#### TASK DIRECTIONS:
For this exercise, copy each line of the records that contains the word "loadImage".

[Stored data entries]
BEGIN
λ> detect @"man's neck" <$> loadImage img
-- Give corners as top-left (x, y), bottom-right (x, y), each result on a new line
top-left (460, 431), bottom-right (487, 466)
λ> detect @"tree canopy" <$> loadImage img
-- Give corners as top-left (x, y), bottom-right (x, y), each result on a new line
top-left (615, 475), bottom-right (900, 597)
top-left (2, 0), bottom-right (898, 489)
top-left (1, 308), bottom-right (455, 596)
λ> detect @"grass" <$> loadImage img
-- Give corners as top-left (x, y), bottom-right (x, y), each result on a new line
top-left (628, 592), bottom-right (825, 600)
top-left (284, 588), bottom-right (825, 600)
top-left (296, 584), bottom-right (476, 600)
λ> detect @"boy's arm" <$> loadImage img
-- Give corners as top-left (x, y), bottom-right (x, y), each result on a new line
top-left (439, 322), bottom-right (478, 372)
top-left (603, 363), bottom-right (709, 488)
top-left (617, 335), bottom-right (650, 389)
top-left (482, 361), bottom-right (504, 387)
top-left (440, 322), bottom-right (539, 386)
END
BEGIN
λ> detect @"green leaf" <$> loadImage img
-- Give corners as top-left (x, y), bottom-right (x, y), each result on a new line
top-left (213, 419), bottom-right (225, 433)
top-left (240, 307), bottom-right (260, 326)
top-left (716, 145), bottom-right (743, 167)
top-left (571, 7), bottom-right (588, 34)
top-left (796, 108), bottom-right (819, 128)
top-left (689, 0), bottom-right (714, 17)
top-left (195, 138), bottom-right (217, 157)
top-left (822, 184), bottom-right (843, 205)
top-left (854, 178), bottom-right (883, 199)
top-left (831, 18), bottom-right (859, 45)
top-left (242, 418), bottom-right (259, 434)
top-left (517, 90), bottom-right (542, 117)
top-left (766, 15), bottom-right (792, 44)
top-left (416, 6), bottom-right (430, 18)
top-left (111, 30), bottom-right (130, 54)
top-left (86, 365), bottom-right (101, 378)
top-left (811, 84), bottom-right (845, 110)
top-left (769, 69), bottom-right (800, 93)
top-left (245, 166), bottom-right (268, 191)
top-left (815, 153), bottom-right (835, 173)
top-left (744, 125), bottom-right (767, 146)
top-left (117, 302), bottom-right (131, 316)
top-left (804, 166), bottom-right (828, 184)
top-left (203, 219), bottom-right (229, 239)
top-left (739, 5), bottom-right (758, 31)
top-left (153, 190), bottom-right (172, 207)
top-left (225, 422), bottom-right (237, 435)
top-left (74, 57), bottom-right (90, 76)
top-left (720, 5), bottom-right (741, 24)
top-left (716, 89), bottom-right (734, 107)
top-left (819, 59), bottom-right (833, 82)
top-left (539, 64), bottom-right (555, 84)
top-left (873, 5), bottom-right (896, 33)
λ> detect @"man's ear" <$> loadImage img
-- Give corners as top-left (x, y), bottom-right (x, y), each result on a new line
END
#### THE ANSWER:
λ> detect @"man's neck" <$> loadImage img
λ> detect @"tree canopy" <$> loadImage img
λ> detect @"grass" <$> loadImage img
λ> detect @"boy's arm" <$> loadImage img
λ> detect @"green leaf" <$> loadImage img
λ> detect @"man's ear" <$> loadImage img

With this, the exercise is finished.